> DATA FOR PROCESSING:
•••

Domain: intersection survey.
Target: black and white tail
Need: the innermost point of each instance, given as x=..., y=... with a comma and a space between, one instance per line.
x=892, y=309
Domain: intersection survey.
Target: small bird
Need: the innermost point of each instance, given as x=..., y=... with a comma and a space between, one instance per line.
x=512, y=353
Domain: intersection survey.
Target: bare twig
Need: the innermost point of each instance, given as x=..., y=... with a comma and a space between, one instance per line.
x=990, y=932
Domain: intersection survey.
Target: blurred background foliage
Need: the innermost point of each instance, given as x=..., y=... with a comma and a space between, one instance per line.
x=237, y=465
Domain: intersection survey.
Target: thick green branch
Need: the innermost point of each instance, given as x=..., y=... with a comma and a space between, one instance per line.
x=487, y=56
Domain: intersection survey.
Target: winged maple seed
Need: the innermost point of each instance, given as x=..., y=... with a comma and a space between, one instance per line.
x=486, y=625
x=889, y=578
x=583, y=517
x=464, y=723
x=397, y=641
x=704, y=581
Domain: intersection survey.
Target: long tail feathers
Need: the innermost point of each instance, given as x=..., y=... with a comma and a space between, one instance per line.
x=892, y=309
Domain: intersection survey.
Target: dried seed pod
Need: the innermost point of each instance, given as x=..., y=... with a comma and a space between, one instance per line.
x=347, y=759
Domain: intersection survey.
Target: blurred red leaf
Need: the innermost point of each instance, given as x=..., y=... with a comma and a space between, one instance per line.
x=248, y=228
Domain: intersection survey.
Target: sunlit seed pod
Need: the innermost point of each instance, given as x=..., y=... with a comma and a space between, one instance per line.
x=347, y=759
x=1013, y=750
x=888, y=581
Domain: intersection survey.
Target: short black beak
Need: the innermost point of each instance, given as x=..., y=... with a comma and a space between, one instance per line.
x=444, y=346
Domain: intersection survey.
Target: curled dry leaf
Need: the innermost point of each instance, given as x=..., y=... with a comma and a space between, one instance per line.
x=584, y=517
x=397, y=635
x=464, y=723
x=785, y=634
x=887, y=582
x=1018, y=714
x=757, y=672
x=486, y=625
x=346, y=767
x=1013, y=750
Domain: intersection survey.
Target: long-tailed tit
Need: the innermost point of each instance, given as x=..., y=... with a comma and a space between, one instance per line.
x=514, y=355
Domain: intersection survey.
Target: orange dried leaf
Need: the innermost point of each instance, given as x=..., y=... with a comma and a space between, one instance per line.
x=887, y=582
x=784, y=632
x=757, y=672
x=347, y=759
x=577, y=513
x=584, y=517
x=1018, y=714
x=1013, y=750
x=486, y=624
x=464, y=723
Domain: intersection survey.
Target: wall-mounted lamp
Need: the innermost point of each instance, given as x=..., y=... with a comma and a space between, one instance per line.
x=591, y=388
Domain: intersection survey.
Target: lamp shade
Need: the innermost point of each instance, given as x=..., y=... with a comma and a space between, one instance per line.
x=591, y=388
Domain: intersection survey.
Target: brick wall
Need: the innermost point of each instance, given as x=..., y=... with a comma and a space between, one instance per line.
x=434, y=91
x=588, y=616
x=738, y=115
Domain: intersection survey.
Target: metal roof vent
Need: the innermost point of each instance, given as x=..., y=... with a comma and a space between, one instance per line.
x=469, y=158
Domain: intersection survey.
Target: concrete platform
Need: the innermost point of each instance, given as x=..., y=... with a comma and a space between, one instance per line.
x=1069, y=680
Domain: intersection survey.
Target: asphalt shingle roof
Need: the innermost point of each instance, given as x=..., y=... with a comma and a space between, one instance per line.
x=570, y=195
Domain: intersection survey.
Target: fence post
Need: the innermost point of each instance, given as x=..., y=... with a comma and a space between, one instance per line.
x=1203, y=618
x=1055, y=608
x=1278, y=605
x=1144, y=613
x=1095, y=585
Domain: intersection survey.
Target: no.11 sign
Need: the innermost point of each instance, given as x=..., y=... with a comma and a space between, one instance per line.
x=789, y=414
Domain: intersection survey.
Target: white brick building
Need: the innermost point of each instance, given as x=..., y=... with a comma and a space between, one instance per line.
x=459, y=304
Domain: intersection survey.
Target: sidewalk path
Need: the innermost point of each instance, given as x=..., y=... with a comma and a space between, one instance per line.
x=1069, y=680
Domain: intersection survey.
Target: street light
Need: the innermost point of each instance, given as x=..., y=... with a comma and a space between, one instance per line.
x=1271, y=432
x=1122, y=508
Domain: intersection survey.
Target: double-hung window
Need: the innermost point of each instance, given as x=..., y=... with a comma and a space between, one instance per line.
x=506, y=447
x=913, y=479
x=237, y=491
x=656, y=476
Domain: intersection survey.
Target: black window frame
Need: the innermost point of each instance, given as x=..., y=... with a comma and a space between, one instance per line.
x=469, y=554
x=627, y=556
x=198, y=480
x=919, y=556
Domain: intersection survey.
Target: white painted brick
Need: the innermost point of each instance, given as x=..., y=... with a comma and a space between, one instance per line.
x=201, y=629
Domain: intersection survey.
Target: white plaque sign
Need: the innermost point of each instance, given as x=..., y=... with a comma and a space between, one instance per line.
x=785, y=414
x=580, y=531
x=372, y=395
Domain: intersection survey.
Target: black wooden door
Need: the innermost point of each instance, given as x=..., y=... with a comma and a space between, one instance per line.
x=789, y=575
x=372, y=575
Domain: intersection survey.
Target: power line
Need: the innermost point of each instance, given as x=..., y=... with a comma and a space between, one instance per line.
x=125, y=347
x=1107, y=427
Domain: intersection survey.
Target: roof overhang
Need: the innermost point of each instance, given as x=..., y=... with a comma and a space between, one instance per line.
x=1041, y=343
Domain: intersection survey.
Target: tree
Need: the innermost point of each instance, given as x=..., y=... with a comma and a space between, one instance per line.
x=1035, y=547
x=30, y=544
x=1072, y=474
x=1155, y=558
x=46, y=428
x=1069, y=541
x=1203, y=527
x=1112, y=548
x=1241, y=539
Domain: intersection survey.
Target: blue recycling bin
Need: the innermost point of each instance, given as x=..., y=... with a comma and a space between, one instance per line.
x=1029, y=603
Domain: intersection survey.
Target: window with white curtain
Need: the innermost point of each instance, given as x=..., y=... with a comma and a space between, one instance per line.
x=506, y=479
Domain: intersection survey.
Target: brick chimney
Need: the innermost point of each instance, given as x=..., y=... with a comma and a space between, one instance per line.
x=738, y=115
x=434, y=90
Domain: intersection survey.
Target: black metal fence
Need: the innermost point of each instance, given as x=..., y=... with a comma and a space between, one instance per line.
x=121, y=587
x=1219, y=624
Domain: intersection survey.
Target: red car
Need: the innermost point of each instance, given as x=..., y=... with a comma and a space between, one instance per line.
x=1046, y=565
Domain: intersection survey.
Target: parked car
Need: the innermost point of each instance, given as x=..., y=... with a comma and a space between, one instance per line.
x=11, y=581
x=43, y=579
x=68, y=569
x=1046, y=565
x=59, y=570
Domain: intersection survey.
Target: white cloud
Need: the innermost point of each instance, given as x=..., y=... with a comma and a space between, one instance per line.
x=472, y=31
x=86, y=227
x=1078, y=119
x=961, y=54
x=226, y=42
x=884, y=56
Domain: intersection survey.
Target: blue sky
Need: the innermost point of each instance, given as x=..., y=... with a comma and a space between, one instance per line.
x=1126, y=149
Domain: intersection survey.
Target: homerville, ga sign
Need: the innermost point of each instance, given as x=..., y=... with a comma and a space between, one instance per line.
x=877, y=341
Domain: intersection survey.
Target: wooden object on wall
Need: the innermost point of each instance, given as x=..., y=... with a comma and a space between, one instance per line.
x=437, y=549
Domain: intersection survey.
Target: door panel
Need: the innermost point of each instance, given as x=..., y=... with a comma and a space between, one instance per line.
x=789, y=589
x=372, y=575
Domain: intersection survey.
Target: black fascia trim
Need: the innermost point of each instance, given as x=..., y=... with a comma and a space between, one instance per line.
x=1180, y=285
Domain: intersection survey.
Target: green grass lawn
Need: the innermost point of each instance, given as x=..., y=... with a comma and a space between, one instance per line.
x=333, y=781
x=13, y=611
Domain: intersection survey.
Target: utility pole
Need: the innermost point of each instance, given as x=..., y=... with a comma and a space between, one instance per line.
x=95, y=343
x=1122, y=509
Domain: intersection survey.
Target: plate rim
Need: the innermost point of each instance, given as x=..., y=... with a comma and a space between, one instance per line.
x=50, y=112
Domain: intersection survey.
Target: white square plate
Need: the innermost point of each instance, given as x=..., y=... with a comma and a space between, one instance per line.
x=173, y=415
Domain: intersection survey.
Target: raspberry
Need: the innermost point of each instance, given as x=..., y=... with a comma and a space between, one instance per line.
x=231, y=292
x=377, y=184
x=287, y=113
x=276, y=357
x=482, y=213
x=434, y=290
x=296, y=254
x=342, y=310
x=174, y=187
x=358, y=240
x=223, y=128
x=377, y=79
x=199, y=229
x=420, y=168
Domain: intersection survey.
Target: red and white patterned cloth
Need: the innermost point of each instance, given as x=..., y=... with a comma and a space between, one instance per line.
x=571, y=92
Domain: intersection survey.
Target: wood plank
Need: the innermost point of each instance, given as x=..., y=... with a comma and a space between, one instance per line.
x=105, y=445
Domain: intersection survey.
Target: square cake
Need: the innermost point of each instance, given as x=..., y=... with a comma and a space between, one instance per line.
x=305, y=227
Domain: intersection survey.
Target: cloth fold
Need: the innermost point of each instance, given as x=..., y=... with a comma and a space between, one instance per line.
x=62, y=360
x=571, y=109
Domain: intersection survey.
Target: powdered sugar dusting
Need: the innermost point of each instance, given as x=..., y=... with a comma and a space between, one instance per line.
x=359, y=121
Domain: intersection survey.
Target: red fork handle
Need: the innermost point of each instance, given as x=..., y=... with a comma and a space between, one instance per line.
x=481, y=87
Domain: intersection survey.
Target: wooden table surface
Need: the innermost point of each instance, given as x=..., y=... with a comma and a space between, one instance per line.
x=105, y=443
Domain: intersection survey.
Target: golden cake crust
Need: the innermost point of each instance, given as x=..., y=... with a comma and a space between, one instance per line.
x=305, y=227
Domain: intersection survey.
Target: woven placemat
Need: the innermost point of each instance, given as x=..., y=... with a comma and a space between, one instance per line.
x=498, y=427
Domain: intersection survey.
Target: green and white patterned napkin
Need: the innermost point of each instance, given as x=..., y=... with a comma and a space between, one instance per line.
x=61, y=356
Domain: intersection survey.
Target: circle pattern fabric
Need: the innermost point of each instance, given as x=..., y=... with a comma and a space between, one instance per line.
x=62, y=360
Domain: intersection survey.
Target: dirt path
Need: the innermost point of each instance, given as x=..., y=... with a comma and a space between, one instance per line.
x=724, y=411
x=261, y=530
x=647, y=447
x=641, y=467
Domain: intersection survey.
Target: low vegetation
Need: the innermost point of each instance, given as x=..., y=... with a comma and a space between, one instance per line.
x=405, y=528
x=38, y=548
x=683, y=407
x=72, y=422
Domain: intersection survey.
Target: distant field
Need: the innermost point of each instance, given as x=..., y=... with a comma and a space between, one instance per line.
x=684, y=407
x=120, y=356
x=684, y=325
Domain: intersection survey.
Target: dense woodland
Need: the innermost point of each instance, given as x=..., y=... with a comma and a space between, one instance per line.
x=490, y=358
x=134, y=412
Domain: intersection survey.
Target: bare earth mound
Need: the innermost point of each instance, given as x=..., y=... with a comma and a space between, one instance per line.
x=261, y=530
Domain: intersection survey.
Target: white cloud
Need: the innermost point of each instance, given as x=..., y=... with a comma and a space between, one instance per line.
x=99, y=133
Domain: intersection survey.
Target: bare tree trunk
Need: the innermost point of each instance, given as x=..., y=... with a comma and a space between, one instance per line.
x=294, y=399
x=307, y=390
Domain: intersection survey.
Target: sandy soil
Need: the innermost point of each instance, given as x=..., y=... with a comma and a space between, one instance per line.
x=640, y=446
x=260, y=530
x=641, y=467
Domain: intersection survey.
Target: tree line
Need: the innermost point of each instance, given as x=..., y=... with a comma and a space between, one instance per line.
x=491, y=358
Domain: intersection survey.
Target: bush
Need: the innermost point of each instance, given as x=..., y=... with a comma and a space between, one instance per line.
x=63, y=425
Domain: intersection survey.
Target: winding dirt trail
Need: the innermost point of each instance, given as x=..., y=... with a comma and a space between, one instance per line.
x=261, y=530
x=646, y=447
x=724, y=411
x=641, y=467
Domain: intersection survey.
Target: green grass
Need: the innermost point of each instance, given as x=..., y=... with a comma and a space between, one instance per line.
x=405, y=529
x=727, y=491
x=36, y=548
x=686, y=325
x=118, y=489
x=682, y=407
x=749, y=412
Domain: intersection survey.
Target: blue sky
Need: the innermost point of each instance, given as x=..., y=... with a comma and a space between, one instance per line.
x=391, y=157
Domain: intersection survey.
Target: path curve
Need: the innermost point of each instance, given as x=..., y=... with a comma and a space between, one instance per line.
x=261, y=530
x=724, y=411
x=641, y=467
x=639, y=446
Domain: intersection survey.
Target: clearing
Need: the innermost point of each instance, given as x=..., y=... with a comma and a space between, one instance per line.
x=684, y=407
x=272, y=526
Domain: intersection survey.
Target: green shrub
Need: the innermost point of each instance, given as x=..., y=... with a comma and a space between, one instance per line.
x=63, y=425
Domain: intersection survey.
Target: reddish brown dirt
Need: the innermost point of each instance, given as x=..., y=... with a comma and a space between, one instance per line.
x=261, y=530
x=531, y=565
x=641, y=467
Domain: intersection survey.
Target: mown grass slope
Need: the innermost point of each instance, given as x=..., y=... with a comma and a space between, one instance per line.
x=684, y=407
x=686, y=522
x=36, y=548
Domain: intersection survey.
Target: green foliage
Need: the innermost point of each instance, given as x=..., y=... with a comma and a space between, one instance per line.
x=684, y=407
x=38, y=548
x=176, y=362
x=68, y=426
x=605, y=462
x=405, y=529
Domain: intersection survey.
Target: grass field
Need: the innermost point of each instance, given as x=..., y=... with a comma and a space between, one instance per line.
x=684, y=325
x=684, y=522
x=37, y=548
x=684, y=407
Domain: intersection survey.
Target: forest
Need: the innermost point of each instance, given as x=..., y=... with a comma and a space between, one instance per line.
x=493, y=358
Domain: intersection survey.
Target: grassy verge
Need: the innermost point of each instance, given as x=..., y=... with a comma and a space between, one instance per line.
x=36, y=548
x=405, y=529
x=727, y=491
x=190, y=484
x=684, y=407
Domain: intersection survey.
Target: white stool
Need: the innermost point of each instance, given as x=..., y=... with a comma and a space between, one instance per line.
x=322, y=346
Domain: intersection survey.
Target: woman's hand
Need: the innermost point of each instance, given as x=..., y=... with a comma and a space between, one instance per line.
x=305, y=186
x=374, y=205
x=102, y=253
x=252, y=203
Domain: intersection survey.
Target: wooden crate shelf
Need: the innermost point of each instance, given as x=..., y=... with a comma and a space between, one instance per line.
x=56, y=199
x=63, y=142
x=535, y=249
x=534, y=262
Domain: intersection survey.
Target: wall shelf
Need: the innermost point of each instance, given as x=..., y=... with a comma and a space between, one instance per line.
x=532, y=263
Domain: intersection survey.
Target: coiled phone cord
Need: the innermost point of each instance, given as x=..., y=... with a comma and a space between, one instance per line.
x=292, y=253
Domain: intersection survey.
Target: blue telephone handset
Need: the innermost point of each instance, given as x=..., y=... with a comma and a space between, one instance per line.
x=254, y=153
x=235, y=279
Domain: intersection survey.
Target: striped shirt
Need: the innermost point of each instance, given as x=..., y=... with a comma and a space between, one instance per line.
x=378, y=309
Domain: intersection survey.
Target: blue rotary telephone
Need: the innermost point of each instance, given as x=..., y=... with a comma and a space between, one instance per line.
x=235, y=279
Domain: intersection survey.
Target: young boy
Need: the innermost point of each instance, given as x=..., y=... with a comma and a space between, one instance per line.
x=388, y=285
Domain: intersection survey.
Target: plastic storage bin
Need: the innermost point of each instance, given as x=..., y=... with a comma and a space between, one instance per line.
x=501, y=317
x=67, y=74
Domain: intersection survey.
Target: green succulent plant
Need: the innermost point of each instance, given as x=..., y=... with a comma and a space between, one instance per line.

•••

> GOAL:
Can you copy the items above verbatim, starting at the very first line and ending at the line containing "x=704, y=581", with both of those lines included?

> ANSWER TO THE EXERCISE:
Domain: intersection survey.
Target: black and white tail
Need: the innermost point of each instance, given as x=..., y=... with a comma and a space between, one instance per line.
x=892, y=309
Domain: intersection survey.
Target: small bird
Need: the innermost point of each instance, given as x=..., y=... with a comma and a space between, one instance per line.
x=512, y=353
Domain: intersection survey.
Target: bare twig
Need: the innermost point of each instance, given as x=..., y=... with a comma and a space between, one instance per line.
x=990, y=932
Domain: intersection survey.
Target: blurred background foliage
Need: the innermost point of each instance, given as x=..., y=... with a comma and a space between, one instance per line.
x=237, y=465
Domain: intersection survey.
Target: thick green branch
Need: the innermost point of each instance, given as x=..., y=... with a comma and a space between, one instance per line.
x=487, y=56
Domain: intersection survey.
Target: winged maple seed
Need: the innermost point of each instance, given as x=..., y=... with a comma and a space between, one instance per line.
x=486, y=625
x=889, y=578
x=583, y=517
x=464, y=723
x=397, y=641
x=704, y=581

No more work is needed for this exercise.